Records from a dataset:
§

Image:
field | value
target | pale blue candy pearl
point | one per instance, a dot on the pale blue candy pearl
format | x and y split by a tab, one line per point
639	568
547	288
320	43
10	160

§

WRITTEN EXERCISE: Please arrange the lines in the rows as a JSON list of strings, with one string per line and blank lines omitted.

WORKED SOLUTION:
[
  "Image:",
  "field | value",
  "target | pale blue candy pearl",
  "point | one per instance, a dot on the pale blue candy pearl",
  "format | x and y split by a tab, one line per point",
  "639\t568",
  "547\t288",
  "320\t43",
  "10\t160"
]